# [THINGS TO DO]
[1] Answer these from the passage on cherishing every moment:
(a) Which years of parenting did the writer find really hard?
(b) What broke and set off the toddler's meltdown?
(c) What toy might a child be using to hit everything you own?
[2] Repeat the part of the passage on cherishing every moment from "Being a parent means" up to and including "9 years old.".

# [GIVEN PASSAGE]
---

“Cherish every moment.”

That phrase sets unrealistic expectations and can isolate anyone who is having a tough parenting day.  Which we all do.

There are many beautiful moments to cherish. First steps, giggles, hand written notes telling you you are the best Mummy. Sunny days with the paddling pool, Christmas magic. Cuddles and conversations.

cherish every moment

But there is also tears, tantrums and a whole host of bodily fluids. There are tyrant toddlers and six year olds with the attitude of a moody sixteen year old. Not every moment is made to be cherished. Like the time my supposedly napping toddler removed his nappy and smeared shit all over his bedroom wall.  There was nothing cherish-able about that moment.

Social media can often paint a picture showing parenting as all rainbows and butterflies.

It can be full of beautiful angelic children reciting their alphabet at 12 months old and sleeping through the night from day one.

But the danger of one sided picture perfect cherish every moment, is making the more mundane and difficult moments, not seem normal. And if those everyday experiences don’t seem normal we can feel like we are failing.

I loved the baby days but found the toddler years really hard. Other friends struggled early on but everything fell into place as the children got older. It’s ok to have a favourite stage of parenting. It’s also ok on any given day to prefer the child that isn’t hitting everything you own with a plastic sword.

We owe it to ourselves to be honest about parenting. To acknowledge that ‘cherish every moment’ is unrealistic. To admit that dinner is sometimes beige, and that’s ok.

Being a parent means flipping the bird behind your kids back when they have screamed at you because you asked them to put their clean pants and socks in the drawer. It’s snuggles on the sofa and sniffing their heads even when they are 9 years old.

Being a parent is wishing your partner would get home so you can escape the monumental meltdown your toddler just threw because his banana broke. It’s staring at them whilst they sleep and wishing time would slow down.

There are times when you simply can’t cherish every moment.

---

# [MATERIAL PROVIDED]
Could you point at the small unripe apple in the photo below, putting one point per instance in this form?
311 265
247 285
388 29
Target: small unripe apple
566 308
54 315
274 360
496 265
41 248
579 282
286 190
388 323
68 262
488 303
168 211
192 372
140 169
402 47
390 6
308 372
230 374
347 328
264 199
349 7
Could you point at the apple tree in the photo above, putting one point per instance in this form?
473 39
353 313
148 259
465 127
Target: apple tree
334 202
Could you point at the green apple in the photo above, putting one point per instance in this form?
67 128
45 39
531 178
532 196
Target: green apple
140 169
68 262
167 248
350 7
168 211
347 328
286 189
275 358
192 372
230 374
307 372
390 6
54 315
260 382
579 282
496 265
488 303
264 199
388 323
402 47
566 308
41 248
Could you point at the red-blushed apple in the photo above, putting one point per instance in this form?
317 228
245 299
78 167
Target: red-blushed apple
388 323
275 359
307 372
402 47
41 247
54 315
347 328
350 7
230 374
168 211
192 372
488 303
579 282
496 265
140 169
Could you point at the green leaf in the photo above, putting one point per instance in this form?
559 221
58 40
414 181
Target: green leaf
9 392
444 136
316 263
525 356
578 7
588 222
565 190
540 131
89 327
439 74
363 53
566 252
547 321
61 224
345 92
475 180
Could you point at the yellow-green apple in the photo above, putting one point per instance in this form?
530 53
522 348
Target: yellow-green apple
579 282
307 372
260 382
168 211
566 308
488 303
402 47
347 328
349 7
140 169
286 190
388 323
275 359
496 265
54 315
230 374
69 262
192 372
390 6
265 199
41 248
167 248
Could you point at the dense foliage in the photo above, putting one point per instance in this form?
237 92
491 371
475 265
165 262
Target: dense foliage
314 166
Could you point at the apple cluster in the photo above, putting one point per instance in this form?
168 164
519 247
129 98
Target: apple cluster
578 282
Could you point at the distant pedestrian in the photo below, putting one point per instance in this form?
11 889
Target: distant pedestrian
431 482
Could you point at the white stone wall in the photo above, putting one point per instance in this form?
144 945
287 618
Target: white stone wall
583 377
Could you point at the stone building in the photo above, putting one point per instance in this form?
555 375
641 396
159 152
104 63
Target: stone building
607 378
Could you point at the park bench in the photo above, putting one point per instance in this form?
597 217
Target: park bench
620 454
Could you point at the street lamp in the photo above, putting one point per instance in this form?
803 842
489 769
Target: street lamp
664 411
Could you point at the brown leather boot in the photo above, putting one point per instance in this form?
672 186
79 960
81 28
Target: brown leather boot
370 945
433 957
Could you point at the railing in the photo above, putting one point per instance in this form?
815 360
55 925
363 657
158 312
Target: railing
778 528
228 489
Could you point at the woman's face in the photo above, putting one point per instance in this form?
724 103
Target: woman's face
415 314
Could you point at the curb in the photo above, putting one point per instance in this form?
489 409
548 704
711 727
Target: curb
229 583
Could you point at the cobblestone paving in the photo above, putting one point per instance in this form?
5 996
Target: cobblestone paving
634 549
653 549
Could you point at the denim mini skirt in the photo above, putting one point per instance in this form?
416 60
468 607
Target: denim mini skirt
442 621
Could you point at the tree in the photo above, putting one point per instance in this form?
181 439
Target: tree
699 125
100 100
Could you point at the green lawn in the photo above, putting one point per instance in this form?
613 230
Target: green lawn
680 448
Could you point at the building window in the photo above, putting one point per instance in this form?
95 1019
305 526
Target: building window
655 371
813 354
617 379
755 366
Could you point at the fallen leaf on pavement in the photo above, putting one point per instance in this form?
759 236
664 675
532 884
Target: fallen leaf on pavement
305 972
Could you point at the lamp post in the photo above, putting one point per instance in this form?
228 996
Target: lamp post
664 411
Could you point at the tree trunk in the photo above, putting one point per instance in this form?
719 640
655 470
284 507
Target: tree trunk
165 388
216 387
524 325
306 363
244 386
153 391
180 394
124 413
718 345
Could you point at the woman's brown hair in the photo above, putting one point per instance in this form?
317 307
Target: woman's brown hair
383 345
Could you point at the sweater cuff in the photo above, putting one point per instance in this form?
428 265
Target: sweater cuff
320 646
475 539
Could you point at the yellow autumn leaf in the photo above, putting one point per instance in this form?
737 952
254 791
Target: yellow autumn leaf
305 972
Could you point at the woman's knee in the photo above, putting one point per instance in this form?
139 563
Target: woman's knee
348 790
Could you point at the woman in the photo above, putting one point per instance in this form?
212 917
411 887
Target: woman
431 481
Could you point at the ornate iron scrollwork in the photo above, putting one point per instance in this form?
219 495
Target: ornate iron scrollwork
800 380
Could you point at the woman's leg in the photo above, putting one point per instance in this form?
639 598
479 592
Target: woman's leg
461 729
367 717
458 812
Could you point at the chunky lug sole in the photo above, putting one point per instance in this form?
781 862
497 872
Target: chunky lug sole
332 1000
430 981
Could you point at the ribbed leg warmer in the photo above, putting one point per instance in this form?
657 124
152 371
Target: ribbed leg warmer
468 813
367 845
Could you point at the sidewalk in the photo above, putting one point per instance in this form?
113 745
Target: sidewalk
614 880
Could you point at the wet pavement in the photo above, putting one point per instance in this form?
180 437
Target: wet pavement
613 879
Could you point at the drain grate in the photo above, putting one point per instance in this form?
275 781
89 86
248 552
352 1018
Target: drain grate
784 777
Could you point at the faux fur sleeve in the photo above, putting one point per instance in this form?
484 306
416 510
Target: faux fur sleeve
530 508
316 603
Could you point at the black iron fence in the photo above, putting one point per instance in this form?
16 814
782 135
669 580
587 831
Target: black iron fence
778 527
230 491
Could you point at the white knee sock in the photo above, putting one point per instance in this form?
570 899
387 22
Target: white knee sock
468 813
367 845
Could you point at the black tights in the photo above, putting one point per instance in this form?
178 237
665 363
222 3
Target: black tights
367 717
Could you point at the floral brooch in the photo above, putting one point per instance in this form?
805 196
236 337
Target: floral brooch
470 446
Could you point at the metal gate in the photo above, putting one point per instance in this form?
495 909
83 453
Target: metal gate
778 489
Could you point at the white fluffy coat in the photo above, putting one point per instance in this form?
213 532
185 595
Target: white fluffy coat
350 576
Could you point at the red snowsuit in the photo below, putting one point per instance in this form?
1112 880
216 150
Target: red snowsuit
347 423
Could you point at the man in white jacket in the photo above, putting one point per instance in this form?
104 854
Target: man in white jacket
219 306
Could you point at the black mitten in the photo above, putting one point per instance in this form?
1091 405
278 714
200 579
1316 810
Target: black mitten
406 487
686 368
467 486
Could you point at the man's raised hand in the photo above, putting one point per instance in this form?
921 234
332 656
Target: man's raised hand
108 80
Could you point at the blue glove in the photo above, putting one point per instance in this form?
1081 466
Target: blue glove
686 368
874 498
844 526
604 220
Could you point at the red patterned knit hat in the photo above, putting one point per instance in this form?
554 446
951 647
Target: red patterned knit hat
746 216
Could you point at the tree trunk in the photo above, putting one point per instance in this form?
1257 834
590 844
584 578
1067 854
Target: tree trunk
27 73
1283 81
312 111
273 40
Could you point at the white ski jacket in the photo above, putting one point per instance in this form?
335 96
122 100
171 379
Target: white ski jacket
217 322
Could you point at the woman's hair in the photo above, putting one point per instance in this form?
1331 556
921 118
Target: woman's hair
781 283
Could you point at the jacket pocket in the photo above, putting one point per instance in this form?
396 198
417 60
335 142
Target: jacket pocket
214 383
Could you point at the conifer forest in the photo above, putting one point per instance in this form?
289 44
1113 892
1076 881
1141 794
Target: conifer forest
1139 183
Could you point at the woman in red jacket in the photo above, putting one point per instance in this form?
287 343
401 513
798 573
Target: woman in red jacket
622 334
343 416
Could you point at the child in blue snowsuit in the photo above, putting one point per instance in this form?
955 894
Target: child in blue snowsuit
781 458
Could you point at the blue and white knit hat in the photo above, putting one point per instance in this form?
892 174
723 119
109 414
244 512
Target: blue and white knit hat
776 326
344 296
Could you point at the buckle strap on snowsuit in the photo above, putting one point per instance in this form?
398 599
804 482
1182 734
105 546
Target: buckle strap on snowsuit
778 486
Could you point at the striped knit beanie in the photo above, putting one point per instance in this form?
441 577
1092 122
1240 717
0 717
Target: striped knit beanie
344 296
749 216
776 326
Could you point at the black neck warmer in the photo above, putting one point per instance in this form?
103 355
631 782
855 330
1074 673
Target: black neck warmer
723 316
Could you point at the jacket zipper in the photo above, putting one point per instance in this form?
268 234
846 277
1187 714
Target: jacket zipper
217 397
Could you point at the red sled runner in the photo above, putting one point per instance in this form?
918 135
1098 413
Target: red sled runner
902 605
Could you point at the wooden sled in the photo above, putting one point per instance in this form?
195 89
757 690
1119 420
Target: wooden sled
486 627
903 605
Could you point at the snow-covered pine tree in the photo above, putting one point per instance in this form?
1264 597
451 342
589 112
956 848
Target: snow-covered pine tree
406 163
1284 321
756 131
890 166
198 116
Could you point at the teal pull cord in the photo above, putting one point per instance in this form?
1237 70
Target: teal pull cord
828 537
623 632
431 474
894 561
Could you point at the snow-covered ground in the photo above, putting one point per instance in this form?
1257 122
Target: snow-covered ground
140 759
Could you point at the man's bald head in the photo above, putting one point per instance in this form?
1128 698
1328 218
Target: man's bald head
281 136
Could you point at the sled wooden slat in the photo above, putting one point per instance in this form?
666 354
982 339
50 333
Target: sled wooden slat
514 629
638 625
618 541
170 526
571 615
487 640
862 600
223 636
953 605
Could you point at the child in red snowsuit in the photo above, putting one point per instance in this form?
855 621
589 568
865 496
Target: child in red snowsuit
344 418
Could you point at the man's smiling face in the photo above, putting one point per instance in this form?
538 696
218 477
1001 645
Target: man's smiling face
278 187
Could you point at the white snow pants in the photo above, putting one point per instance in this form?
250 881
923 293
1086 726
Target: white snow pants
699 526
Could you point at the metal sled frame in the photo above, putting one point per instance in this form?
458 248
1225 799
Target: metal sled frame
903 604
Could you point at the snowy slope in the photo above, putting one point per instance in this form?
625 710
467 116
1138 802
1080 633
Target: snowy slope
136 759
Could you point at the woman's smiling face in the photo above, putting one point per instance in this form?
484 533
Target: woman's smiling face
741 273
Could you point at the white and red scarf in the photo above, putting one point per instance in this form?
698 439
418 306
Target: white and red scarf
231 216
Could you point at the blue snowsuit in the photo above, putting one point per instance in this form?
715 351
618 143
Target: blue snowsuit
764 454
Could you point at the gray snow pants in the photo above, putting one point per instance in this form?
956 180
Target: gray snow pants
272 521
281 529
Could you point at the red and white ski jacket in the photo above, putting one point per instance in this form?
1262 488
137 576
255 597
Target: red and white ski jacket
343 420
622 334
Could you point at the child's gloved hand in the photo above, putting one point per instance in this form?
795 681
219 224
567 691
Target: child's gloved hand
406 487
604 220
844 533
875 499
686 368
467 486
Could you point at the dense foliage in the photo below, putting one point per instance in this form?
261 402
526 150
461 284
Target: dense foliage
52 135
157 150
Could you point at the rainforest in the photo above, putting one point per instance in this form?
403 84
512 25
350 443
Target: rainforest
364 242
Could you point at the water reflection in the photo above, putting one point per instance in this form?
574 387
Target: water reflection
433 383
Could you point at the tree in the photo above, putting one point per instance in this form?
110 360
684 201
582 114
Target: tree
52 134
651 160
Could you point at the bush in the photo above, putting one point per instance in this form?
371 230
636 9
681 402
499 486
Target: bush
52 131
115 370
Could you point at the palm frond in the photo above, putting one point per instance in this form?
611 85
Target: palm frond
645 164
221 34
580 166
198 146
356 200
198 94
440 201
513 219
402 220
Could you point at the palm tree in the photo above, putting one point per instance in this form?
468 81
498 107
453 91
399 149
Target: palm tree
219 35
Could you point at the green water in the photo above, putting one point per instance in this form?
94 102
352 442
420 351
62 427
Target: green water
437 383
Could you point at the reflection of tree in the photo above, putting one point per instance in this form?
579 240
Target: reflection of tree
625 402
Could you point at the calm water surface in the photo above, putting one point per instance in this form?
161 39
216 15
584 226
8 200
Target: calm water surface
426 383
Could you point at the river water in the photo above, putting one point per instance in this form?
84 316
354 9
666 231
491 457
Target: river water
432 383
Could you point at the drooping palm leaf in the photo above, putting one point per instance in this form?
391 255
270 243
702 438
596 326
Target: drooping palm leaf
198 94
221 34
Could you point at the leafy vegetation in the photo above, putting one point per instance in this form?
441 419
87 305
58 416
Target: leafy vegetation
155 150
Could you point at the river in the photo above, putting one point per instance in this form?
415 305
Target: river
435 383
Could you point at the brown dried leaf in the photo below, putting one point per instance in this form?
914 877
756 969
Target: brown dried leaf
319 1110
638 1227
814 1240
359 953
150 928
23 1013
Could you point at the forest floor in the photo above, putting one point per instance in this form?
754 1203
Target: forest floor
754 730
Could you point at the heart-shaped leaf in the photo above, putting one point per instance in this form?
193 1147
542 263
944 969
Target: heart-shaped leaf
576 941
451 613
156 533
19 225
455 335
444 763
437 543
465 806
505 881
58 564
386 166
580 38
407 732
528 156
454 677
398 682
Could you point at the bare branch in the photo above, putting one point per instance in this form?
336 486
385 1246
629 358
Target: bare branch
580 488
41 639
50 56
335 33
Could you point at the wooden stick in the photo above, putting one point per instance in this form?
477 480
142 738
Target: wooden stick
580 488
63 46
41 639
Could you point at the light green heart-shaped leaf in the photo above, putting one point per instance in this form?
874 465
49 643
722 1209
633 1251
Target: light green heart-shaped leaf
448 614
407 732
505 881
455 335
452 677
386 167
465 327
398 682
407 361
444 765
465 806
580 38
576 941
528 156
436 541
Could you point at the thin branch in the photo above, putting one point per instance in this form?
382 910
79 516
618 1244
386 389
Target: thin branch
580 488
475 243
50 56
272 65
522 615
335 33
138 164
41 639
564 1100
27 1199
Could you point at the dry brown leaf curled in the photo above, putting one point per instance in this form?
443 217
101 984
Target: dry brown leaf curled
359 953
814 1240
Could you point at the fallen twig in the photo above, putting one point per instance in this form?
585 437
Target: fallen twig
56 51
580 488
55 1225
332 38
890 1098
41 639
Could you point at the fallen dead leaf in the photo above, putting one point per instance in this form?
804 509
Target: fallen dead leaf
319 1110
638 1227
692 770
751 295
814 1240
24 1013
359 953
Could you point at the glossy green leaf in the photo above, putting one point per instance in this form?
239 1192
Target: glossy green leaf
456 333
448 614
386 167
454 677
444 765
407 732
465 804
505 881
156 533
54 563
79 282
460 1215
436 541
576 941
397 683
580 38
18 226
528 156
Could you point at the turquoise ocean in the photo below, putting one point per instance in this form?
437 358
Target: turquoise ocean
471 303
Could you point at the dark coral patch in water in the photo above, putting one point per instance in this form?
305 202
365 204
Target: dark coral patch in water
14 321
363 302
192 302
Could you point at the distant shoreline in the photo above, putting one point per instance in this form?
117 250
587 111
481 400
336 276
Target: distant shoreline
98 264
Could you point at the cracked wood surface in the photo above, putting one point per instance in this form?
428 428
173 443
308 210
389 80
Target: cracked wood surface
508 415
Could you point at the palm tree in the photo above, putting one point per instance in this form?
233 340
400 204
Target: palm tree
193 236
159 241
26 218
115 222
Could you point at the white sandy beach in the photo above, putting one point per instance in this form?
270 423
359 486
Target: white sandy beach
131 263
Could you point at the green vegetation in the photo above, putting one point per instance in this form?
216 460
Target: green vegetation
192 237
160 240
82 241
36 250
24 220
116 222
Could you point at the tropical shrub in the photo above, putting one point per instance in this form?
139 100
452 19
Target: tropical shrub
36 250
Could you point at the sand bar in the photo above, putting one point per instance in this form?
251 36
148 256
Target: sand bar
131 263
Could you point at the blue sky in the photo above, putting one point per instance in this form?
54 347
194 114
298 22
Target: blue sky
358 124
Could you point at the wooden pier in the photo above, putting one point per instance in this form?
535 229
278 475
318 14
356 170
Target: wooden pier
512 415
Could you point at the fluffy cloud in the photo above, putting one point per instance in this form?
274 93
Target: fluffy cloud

---

# [REPLIES]
[1]
(a) The toddler years.
(b) His banana.
(c) A plastic sword.

[2]
Being a parent means flipping the bird behind your kids back when they have screamed at you because you asked them to put their clean pants and socks in the drawer. It’s snuggles on the sofa and sniffing their heads even when they are 9 years old.